Excerpted text:
━━━━━━

The lab studies how host tissues detect and respond to infection, and how these interactions set the stage for either resolution or persistent damage.
Research
Understanding how infection shapes disease
Our research focuses on how viral infections alter host signalling networks and immune responses, driving sustained inflammation and post-viral pathology.

We study how acute infection is converted into a chronic, multi-organ inflammatory state — and how those mechanisms might be interrupted.
A major focus is long COVID and related post-infectious syndromes, where persistent fatigue, cognitive impairment, and organ dysfunction point to biology that is still poorly understood and urgently in need of tractable interventions.
Research themes
Core questions shaping the lab’s work
We aim to uncover the molecular and cellular mechanisms that underlie post-viral syndromes, linking fundamental biology with clinically meaningful disease trajectories.
We are interested in the pathways that translate microbial sensing into inflammatory programs, tissue injury, and disease-relevant phenotypes.
A central goal is to understand how infection can initiate longer-lasting biological changes that persist after the acute phase has ended.
We use disease-relevant systems and quantitative approaches to connect mechanistic insight with questions that matter for human pathology and therapeutic thinking.
How we work
Focused, multidisciplinary, and translational
To address the complexity of post-viral disease, we bridge virology, immunology, translational medicine, and data-rich computational approaches with experimental platforms designed to reveal mechanism and test intervention.
We dissect how viral infections reshape host signalling networks, inflammatory programs, and tissue states over time.
The lab combines infection biology with advanced imaging, multi-omics profiling, computational analysis, and RNA-based therapeutic delivery approaches.
We aim to connect mechanistic insight to diagnostic markers, intervention strategies, and precision therapies for post-viral disease.

━━━━━━

Information supplied:
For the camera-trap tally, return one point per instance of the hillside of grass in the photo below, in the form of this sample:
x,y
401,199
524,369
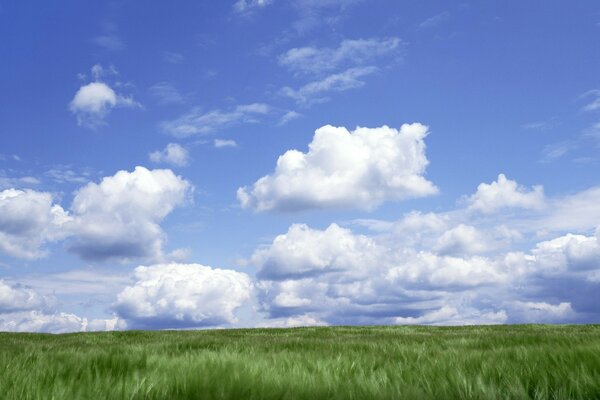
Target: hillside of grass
x,y
480,362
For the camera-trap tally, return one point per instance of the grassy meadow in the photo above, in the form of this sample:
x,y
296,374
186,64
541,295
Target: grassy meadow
x,y
478,362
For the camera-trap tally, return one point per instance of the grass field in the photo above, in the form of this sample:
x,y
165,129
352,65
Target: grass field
x,y
481,362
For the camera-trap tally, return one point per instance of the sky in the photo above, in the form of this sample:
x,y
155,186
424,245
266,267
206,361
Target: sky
x,y
273,163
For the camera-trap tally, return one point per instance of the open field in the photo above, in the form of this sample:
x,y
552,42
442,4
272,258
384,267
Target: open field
x,y
480,362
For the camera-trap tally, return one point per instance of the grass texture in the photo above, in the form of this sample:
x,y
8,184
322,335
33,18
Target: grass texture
x,y
478,362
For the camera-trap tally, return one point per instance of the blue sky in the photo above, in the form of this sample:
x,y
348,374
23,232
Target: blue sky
x,y
281,163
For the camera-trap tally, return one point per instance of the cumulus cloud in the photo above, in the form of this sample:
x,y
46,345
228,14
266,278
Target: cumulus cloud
x,y
182,296
173,154
198,122
219,143
339,82
119,217
28,219
342,169
505,193
55,322
92,102
313,60
14,298
24,310
450,268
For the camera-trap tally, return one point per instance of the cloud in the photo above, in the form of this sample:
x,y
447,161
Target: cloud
x,y
456,267
183,296
18,298
92,102
245,6
173,154
288,116
505,193
220,143
594,104
57,322
312,60
28,219
166,93
172,57
359,169
339,82
115,219
119,217
197,122
24,310
339,277
435,20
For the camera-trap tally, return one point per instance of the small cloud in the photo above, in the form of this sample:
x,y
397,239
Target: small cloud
x,y
435,20
166,93
594,104
173,154
541,125
552,152
288,116
92,102
219,143
313,92
173,58
246,6
197,122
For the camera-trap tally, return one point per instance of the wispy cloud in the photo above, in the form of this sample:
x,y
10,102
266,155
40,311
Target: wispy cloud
x,y
198,122
314,92
358,52
173,58
166,93
246,6
435,20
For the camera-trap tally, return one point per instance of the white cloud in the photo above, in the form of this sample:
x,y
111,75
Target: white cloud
x,y
342,169
57,322
183,295
594,105
166,93
505,193
449,315
463,239
339,82
173,154
119,217
173,58
93,101
35,321
219,143
542,312
28,219
312,60
14,298
435,20
575,212
288,116
244,6
198,122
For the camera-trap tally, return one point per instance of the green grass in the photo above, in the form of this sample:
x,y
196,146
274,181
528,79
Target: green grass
x,y
480,362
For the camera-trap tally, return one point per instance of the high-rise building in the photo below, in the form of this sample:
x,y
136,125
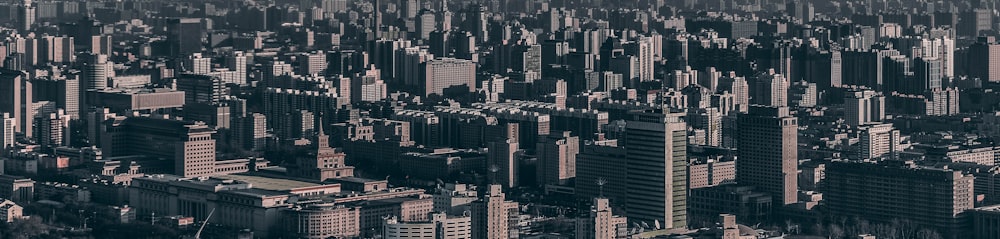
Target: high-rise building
x,y
984,60
190,146
312,63
16,98
184,36
203,89
862,107
237,62
877,141
8,130
493,217
52,130
96,69
439,226
770,89
196,64
557,158
601,223
656,159
767,145
932,198
440,74
502,159
642,49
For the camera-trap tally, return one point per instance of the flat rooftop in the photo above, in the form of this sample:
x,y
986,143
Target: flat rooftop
x,y
275,184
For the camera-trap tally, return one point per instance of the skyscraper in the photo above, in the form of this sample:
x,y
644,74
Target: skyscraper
x,y
184,36
601,223
863,107
443,73
502,159
768,152
16,99
656,158
8,130
557,158
493,217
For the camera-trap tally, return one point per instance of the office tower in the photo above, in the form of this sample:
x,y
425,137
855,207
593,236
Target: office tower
x,y
16,98
600,170
237,62
642,49
95,71
656,159
56,49
557,158
931,198
708,119
439,226
768,152
18,189
323,162
864,67
368,87
63,91
802,94
502,162
184,35
52,130
101,44
770,89
203,89
252,132
739,88
975,21
26,17
984,60
8,129
196,64
425,24
312,63
493,217
443,74
862,107
943,49
601,223
877,141
440,43
928,73
190,146
409,64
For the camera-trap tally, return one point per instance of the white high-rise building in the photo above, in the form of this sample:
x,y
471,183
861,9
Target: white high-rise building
x,y
863,107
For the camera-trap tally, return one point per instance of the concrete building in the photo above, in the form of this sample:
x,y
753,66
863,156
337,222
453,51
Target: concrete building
x,y
18,189
557,158
10,211
493,217
601,223
862,107
768,152
439,226
878,141
656,159
190,146
894,190
443,73
985,222
16,98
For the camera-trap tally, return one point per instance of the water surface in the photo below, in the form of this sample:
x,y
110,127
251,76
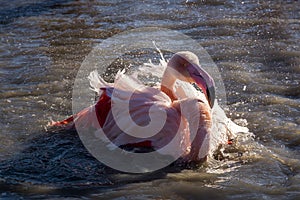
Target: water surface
x,y
255,44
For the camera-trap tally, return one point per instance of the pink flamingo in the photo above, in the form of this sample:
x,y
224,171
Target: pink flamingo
x,y
168,99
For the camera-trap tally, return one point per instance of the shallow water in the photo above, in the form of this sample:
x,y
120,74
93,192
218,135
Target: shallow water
x,y
255,44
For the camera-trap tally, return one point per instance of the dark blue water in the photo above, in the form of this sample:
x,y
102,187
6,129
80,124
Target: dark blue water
x,y
255,44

━━━━━━

Questions to answer:
1: In the lab research overview, swap "quantitative" for "statistical" and reproduce everything from "A central goal" down to "and test intervention.".
2: According to the lab research overview, why does the lab bridge virology, immunology, translational medicine, and data-rich computational approaches?

Answers in order:
1:
A central goal is to understand how infection can initiate longer-lasting biological changes that persist after the acute phase has ended.
We use disease-relevant systems and statistical approaches to connect mechanistic insight with questions that matter for human pathology and therapeutic thinking.
How we work
Focused, multidisciplinary, and translational
To address the complexity of post-viral disease, we bridge virology, immunology, translational medicine, and data-rich computational approaches with experimental platforms designed to reveal mechanism and test intervention.

2: The lab bridges these fields to address the complexity of post-viral disease. It pairs them with experimental platforms designed to reveal mechanism and test intervention.